Exercise: Give the records again from the start through the line containing "203], [550, 382]]", swapping "concrete" for "stone" and keeping everything else the same. Leave out the pictures.

Supplied material:
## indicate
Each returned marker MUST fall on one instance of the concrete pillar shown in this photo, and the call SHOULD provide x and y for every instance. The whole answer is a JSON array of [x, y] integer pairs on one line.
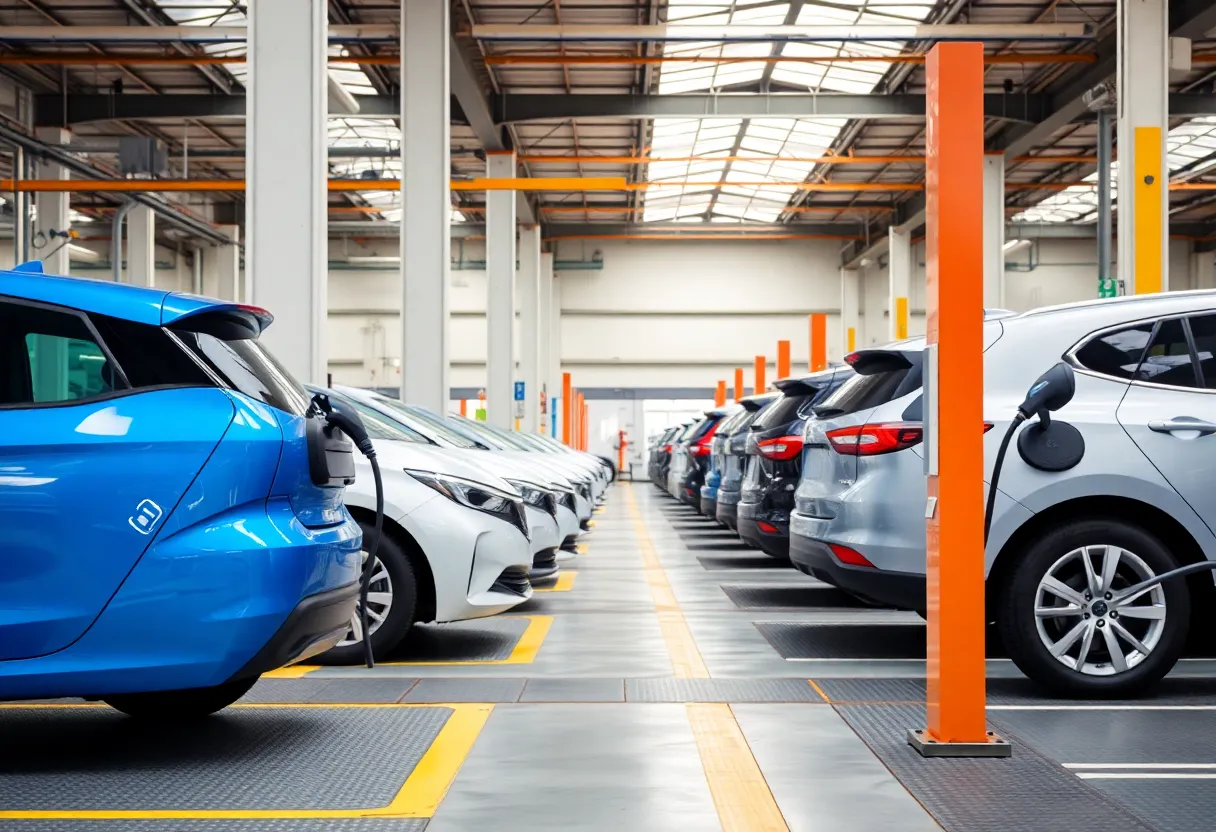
[[899, 271], [1143, 257], [500, 274], [850, 310], [994, 230], [1203, 268], [52, 209], [286, 194], [528, 286], [141, 247], [426, 203], [550, 382]]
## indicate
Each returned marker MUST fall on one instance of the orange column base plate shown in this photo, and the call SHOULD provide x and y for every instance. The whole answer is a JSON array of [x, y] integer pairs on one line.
[[927, 746]]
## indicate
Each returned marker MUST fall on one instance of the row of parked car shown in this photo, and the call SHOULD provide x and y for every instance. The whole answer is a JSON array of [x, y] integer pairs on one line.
[[179, 515], [828, 472]]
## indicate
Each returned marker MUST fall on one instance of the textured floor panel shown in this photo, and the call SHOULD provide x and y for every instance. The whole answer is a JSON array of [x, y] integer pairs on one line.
[[1011, 691], [330, 690], [758, 561], [483, 640], [1026, 792], [1171, 805], [720, 690], [574, 690], [1182, 737], [243, 758], [277, 825], [466, 690], [848, 641], [789, 597]]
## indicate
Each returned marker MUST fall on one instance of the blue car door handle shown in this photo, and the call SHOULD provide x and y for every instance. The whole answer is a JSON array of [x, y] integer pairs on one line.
[[1183, 423]]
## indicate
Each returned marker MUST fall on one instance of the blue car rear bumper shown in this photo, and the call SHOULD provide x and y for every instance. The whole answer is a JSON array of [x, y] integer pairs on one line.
[[219, 600]]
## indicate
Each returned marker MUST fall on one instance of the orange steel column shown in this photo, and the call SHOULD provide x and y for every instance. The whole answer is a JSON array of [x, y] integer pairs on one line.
[[955, 448], [818, 342], [567, 410]]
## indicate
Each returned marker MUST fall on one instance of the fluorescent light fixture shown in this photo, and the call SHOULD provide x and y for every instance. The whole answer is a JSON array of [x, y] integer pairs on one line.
[[375, 259], [82, 253]]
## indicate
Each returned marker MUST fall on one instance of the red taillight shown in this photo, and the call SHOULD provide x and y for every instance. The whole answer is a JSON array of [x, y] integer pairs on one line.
[[872, 439], [783, 448], [849, 557]]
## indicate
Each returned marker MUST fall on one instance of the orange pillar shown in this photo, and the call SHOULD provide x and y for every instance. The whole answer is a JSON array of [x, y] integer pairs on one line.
[[818, 342], [567, 410], [955, 333]]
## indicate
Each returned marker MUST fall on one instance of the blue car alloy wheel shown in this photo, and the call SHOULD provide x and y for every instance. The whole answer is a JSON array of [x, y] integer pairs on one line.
[[156, 466]]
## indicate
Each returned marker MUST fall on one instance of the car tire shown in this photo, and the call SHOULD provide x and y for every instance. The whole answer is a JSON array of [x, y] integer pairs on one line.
[[401, 612], [180, 706], [1018, 623]]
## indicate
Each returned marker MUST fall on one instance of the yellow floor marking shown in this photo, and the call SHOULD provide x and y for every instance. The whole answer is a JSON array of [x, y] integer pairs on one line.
[[741, 794], [418, 797], [564, 583], [524, 651], [291, 672], [686, 659]]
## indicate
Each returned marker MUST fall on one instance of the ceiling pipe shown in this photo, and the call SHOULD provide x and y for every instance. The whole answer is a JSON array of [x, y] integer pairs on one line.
[[192, 34], [736, 33], [169, 212]]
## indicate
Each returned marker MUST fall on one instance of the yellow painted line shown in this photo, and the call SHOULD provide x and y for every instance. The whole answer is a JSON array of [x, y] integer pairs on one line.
[[524, 651], [743, 799], [681, 647], [418, 797], [291, 672], [564, 583]]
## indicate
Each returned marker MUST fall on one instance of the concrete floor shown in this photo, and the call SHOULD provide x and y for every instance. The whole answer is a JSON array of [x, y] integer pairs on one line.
[[636, 695]]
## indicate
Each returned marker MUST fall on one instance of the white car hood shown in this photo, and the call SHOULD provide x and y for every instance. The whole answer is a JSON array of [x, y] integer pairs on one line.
[[438, 460]]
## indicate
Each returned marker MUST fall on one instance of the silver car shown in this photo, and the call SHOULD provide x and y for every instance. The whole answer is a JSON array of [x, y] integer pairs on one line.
[[1063, 545]]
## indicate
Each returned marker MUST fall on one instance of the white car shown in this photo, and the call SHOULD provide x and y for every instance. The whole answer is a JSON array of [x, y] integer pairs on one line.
[[570, 483], [550, 505], [455, 544]]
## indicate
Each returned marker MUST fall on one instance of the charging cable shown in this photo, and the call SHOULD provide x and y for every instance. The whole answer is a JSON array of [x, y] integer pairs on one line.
[[338, 415]]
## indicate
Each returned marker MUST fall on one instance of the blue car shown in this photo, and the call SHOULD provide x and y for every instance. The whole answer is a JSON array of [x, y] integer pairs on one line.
[[170, 502]]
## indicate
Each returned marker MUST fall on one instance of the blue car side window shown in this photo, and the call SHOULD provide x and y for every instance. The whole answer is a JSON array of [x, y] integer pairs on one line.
[[51, 357]]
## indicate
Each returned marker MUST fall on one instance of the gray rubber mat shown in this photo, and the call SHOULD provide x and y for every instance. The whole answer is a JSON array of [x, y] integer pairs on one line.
[[275, 825], [243, 758], [849, 641], [1170, 805], [1011, 691], [720, 690], [758, 561], [789, 597], [466, 690], [482, 640], [1026, 792], [330, 690]]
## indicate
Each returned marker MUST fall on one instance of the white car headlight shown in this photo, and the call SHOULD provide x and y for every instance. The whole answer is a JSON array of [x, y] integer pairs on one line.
[[476, 495]]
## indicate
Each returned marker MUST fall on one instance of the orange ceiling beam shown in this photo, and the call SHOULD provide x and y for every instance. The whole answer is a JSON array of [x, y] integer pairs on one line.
[[651, 61]]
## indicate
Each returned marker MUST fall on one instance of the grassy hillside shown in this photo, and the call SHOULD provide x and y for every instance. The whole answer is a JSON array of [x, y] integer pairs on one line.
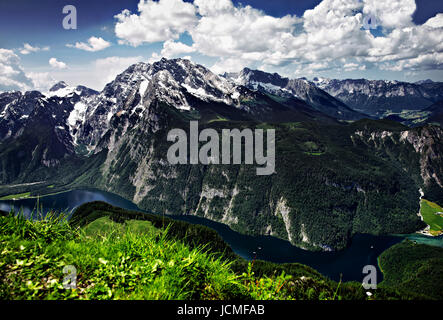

Response to the task:
## indicate
Each returned marker MUST fall on one instance of the stone pillar shown in this photo, and the call SHOULD provide x and y for every instance. The whole answer is a JSON array of [x, y] integer pairs on one line.
[[899, 271], [1143, 257], [500, 274], [850, 310], [994, 230], [1203, 268], [52, 209], [286, 194], [528, 286], [141, 247], [426, 203], [550, 382]]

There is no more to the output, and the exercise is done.